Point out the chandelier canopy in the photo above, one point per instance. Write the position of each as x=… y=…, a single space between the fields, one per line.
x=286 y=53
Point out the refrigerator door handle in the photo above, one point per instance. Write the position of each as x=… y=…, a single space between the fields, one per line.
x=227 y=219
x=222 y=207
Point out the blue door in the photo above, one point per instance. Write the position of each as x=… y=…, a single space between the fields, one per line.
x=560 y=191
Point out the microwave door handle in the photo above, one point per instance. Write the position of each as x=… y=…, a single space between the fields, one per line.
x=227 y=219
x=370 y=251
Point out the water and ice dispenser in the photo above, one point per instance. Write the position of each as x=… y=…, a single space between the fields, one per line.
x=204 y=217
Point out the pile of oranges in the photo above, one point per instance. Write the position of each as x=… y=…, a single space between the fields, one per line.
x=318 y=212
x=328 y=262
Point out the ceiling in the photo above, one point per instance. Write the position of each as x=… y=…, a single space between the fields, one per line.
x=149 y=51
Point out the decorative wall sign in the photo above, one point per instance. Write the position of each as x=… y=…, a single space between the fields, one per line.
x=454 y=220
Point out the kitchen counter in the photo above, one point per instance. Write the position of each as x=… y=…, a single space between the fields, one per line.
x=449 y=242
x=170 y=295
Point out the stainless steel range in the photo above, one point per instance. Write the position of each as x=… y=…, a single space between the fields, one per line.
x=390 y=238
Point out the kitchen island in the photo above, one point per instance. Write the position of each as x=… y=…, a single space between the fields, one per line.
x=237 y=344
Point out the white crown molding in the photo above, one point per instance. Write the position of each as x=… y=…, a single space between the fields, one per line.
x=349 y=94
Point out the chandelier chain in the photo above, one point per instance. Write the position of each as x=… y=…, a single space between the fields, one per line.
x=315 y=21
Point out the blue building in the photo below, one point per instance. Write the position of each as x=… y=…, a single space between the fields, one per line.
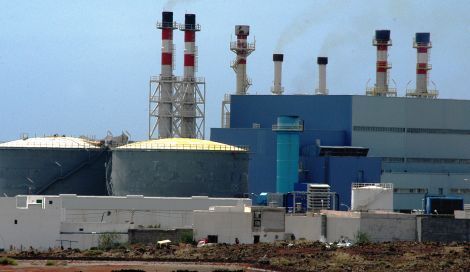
x=422 y=146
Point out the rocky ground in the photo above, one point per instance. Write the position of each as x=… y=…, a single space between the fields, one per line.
x=280 y=256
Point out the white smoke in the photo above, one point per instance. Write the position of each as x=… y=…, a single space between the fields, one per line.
x=298 y=27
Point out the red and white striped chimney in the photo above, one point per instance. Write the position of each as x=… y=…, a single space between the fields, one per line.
x=422 y=43
x=277 y=88
x=165 y=102
x=322 y=62
x=382 y=42
x=188 y=122
x=243 y=49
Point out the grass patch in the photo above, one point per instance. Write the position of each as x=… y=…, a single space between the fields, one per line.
x=51 y=263
x=7 y=261
x=93 y=252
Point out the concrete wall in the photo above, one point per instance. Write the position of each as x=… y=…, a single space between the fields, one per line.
x=146 y=236
x=227 y=225
x=342 y=225
x=443 y=229
x=304 y=227
x=83 y=219
x=382 y=227
x=85 y=235
x=37 y=225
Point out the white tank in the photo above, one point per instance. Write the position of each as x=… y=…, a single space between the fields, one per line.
x=372 y=196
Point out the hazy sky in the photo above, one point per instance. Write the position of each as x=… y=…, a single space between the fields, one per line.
x=82 y=67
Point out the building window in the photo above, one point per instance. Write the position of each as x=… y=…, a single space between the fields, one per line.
x=410 y=190
x=212 y=239
x=379 y=129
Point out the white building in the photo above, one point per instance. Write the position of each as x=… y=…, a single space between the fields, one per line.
x=44 y=222
x=248 y=224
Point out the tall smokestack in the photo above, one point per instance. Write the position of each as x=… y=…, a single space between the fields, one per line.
x=165 y=107
x=422 y=43
x=382 y=41
x=277 y=88
x=322 y=62
x=188 y=113
x=243 y=49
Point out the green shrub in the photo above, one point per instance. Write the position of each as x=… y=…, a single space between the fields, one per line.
x=7 y=261
x=187 y=238
x=362 y=238
x=109 y=240
x=92 y=253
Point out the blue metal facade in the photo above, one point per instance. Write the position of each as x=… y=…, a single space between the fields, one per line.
x=423 y=143
x=287 y=129
x=327 y=121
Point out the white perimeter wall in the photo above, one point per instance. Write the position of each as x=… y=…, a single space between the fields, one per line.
x=226 y=225
x=304 y=227
x=36 y=227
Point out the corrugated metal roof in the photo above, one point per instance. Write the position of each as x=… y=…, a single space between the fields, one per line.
x=182 y=144
x=52 y=142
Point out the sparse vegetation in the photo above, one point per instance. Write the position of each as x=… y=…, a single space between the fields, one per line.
x=51 y=263
x=187 y=238
x=7 y=261
x=108 y=241
x=285 y=256
x=361 y=238
x=92 y=252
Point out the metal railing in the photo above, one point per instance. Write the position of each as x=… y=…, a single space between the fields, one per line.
x=48 y=144
x=288 y=127
x=242 y=46
x=374 y=91
x=199 y=147
x=427 y=94
x=381 y=185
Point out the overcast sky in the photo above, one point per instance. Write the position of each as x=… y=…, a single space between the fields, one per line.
x=82 y=67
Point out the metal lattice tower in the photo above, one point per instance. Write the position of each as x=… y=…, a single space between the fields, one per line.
x=422 y=43
x=243 y=49
x=382 y=41
x=161 y=112
x=177 y=104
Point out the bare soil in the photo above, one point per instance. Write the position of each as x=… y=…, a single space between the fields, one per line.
x=280 y=256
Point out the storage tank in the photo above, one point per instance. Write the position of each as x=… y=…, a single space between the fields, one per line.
x=288 y=130
x=52 y=165
x=372 y=196
x=179 y=167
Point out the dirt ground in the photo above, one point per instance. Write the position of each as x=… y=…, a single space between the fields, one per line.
x=280 y=256
x=110 y=266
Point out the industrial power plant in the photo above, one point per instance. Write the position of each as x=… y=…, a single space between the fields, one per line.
x=280 y=166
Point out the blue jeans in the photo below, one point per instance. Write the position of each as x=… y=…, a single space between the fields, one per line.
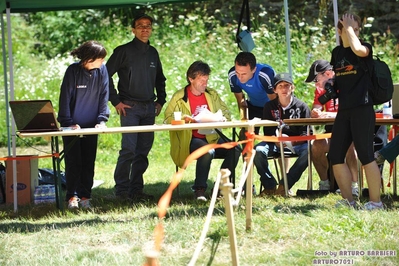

- **WHAT THE TASK ASKS**:
Every line of the data above is to be set down exactly; the pictures are not.

- **OUTPUT BELOW**:
Point out the chandelier canopy in the photo above, one point per instance. Write the position of each as x=… y=…, a single space between the fields, one per line.
x=286 y=53
Point out the refrigerator door handle in the photo above, one point per instance. Write the position of each as x=… y=…, a single space between the fields, one per line.
x=227 y=219
x=222 y=207
Point out the blue door in the photo above, one point per instance. Write the position of each as x=… y=…, a single space between the fields, one per line.
x=560 y=191
Point out the microwave door handle in the photo above, one point per instance. Write the position of each as x=… y=…, a single space between the fields, one per line.
x=227 y=219
x=370 y=251
Point out the water and ice dispenser in the photo above, one point per instance. Write the position of each as x=… y=…, a single space between the fields, one per line.
x=204 y=217
Point out the pile of oranges in the photo above, one point per instance. Write the position of each as x=… y=…, a single space between the fields, one per line.
x=318 y=212
x=328 y=262
Point out the ceiling in the photo above, one point per instance. Write the position of each as x=… y=…, a single space between the fields, one per line.
x=149 y=51
Point out the decorative wall sign in the photo above, one point per instance. Write the position of each as x=… y=…, a single space between the fields, one per line.
x=454 y=220
Point out the kitchen counter in the photo above, one point per instance. Write the position of each as x=… y=…, a single space between the fields, one per line.
x=449 y=242
x=170 y=295
Point out the stainless steel range in the photo above, one point per instance. Write the position of each as x=… y=…, a single space between the fields, one per line.
x=390 y=238
Point out the kitchen island in the photo above, one point per instance. Write the position of each as x=… y=…, a single space between the fields, one per line.
x=237 y=344
Point out the white crown molding in the photo above, one point per instance. Write the position of each as x=… y=…, a single space between the fields, one per line.
x=349 y=94
Point out the chandelier chain in the photo above, one point per instance. Write the position of each as x=… y=…, a single space between the fields, one per line.
x=315 y=21
Point out the blue building in the photo below, one point per instance. Write the position of each as x=… y=…, a single space between the fields, one per line.
x=422 y=146
Point out the rocky ground in the photo above, one point per instance. Write the position of each as x=… y=…, a single space between the fields, one per line.
x=280 y=256
Point out the white smoke in the photo above, one point per instance. Write the position of each as x=… y=…, a single space between the fields, one per line.
x=298 y=27
Point out the red and white striped chimney in the photo above, one point per instance. Write the position of each as x=… y=…, a single space between the fields, one per line.
x=422 y=43
x=277 y=88
x=165 y=102
x=322 y=62
x=382 y=42
x=188 y=122
x=243 y=49
Point out the grass patch in the photo above, one point per instance. Write the position of each as x=… y=…, a single space between the fields, one per line.
x=51 y=263
x=7 y=261
x=93 y=252
Point out the concrete wall in the photo above, one point per instance. Write the position of each as x=… y=…, a single space between the fields, one per line.
x=146 y=236
x=227 y=225
x=342 y=225
x=443 y=229
x=304 y=227
x=83 y=219
x=382 y=227
x=85 y=235
x=37 y=225
Point out the white tank in the photo above, one point per instance. Write the position of each as x=… y=…, a single space between the fields, one per line.
x=372 y=196
Point out the hazy sky in the photo above, one point per instance. Write the position of each as x=… y=…, a single space between the fields, one per line.
x=82 y=67
Point out the building window in the photo above, one point per instance. Write the position of each as x=… y=…, a single space between the fields, one per line.
x=410 y=190
x=212 y=239
x=379 y=129
Point out the white building in the photo above, one point per instance. Write the position of each as x=… y=…, a single space between the fields, one per line.
x=44 y=222
x=248 y=224
Point out the tall smokestack in the photo above, one point per instance. Write the position of each as x=… y=…, a single space between the fields, one per line.
x=165 y=107
x=422 y=43
x=382 y=41
x=277 y=88
x=322 y=62
x=188 y=113
x=243 y=49
Point out the green shrub in the photo above, one point per instance. Write the position of each as x=… y=…, a single space between the fields, one per line.
x=7 y=261
x=187 y=238
x=362 y=238
x=109 y=240
x=92 y=253
Point out the blue metal facade in the photo above, one point per instance. Write the position of each as x=… y=…, a single space between the fields, one per line.
x=423 y=143
x=287 y=129
x=327 y=121
Point out the white perimeter wall in the photo above, one point per instance. Write the position of each as x=… y=…, a single space between the fields, one per line.
x=226 y=225
x=304 y=227
x=36 y=227
Point out the corrugated metal roof in the photo above, one point per instance. Write the position of each as x=… y=…, a single space between the fields, one per line.
x=182 y=144
x=52 y=142
Point out the sparse vegetation in the photo above, one point per instance. Write the position of each as x=… y=…, a single space between the fields, one per line.
x=51 y=263
x=187 y=238
x=7 y=261
x=108 y=241
x=285 y=256
x=361 y=238
x=92 y=252
Point out the metal railing in the photo above, one point per instance. Write the position of each as x=… y=…, a single space between the fields, one per line.
x=48 y=144
x=288 y=127
x=242 y=46
x=374 y=91
x=199 y=147
x=427 y=94
x=381 y=185
Point out the overcast sky in the photo above, one point per instance. Write the position of each as x=… y=…, a single space between the fields, one per line.
x=82 y=67
Point out the metal lattice tower in the photo above, one point per instance. Write the position of each as x=… y=…, a single space between the fields, one per line.
x=422 y=43
x=243 y=49
x=382 y=41
x=161 y=112
x=177 y=104
Point out the bare soil in the photo above, one point per instance. Write the position of each as x=… y=…, a single space between the fields, one per line.
x=280 y=256
Point out the storage tank in the photo above, one point per instance. Write the position of each as x=… y=…, a single space between the fields, one per line.
x=288 y=130
x=52 y=165
x=372 y=196
x=179 y=167
Point out the dirt ground in the photo above, one point per instance. Write the position of each as x=… y=…, a single space between the fields, one per line.
x=280 y=256
x=110 y=266
Point out the industrial power plant in the photo above, one point per instance. Write the position of each as x=… y=…, a single space between the fields, one per line.
x=280 y=166
Point out the blue jeans in the photo below, one point per instance. Write the position of each as x=… y=…, a single space between the fields, one per line.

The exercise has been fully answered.